Selected excerpt |
Best of 2012: The top 10 poetic works


The year that’s fast reaching its end saw Australian poetry host a number of strong collections by more experienced poets (Jennifer Maiden, Kate Lilley, Ouyang Yu, Kate Fagan, Matt Hetherington, Andrew Sant, Pete Spence), quite a few impressive debuts (by Toby Fitch, Lachlan Brown, Bonny Cassidy, Keri Glastonbury), a few ambitious projects (The Sunlit Zone by Lisa Jacobson, All the Way Home by Kristin Henry, Radar by Kevin Brophy and Nathan Curnow) and the collected works of Rosemary Dobson, who sadly passed away in June. The year also saw the passing away of the poet, priest and academic Peter Steele.

In terms of the main poetry prizes of the year, the winners were Luke Davies (Prime Minister’s Literary Awards, Poetry for Interferon Psalms), Gig Ryan (Kenneth Slessor Prize for New and Selected Poems), John Kinsella (The Victorian Premier’s Literary Awards, Poetry for Armour), Tracy Ryan (Western Australian Premier’s Book Awards, Poetry for The Argument) Peter Rose (Judith Wright Calanthe Poetry Award for Crimson Crop) and Mal McKimmie (The Age Book of the Year Awards, Poetry for The Brokenness Sonnets I-III And Other Poems). CJ Bowerbird won the Australian Poetry Slam National Finals, and last year’s Australian Poetry Slam winner, Luka Lesson, released the spoken word CD, Please Resist Me. It was a year, as with most other years, very short on serious, critical studies of poetry and, unlike most years, also short on poetry anthologies, with the year’s most notable anthology being, rather predictably, The Best Australian Poems 2012, edited by John Tranter.

My own ten favourite poetry releases of the year (in alphabetical order of their titles):

2012 and other poems
Amanda Anastasi
Lulu

So much recent discussion of lyricism in poetry – as with most other discussions in poetry – has been focussed on form and language (the use of first person pronoun, the use of sound devices and imagistic phrases, and so on) and it is therefore very refreshing to read Amanda Anastasi’s first collection. Anastasi’s poems are carefully crafted, at times delicate and musical, pieces that are clearly not written to showcase their young author’s considerable skills in versification; they aim to focus our attention on the poet’s vision of the world, its people, places and politics. A confident and very promising debut.

Given exercise 1 |
Using the 2012 poetry roundup, answer each question on its own line:
(a) In which month did Rosemary Dobson pass away?
(b) Who won the Kenneth Slessor Prize, and for which book?
(c) Which publisher is listed for *2012 and other poems*?
Given exercise 2 | Can you turn the paragraph of the 2012 poetry roundup that begins "In terms of the main poetry prizes" into a brief list that keeps its main facts?
Given exercise 3 | Could you carry on the 2012 poetry roundup from its last sentence, "A confident and very promising debut."?

Recorded data |
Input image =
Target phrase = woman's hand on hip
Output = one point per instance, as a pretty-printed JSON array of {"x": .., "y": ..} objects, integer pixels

Task answer 1 |
(a) June
(b) Gig Ryan, for *New and Selected Poems*
(c) Lulu

Task answer 2 |
- Prime Minister's Literary Awards, Poetry: Luke Davies, *Interferon Psalms*
- Kenneth Slessor Prize: Gig Ryan, *New and Selected Poems*
- Victorian Premier's Literary Awards, Poetry: John Kinsella, *Armour*
- Western Australian Premier's Book Awards, Poetry: Tracy Ryan, *The Argument*
- Judith Wright Calanthe Poetry Award: Peter Rose, *Crimson Crop*
- The Age Book of the Year Awards, Poetry: Mal McKimmie, *The Brokenness Sonnets I-III And Other Poems*
- Australian Poetry Slam National Finals: won by CJ Bowerbird
- Luka Lesson, the previous year's slam winner, released the spoken word CD *Please Resist Me*.
- The year had very few serious critical studies of poetry and, unusually, few anthologies.
- The most notable anthology was *The Best Australian Poems 2012*, edited by John Tranter.

Task answer 3 |
Ash is Here, So are Stars
Jill Jones
Walleah Press

It is not only due to the freshness and intelligence of her very modern voice, but also due to her ability to produce so much consistently outstanding, original and incisive poetry, that I feel Jill Jones is one of the best poets writing in Australia today. In Jones’s oeuvre, quality and quantity are not at loggerheads; and her latest full-length volume (her second poetry publication for the year, the other being the chapbook Senses Working Out) is a collection of terse, evocative ruminations on contemporary life that turns linguistic conventions into malleable matter for Jones’s unique engagements with reality.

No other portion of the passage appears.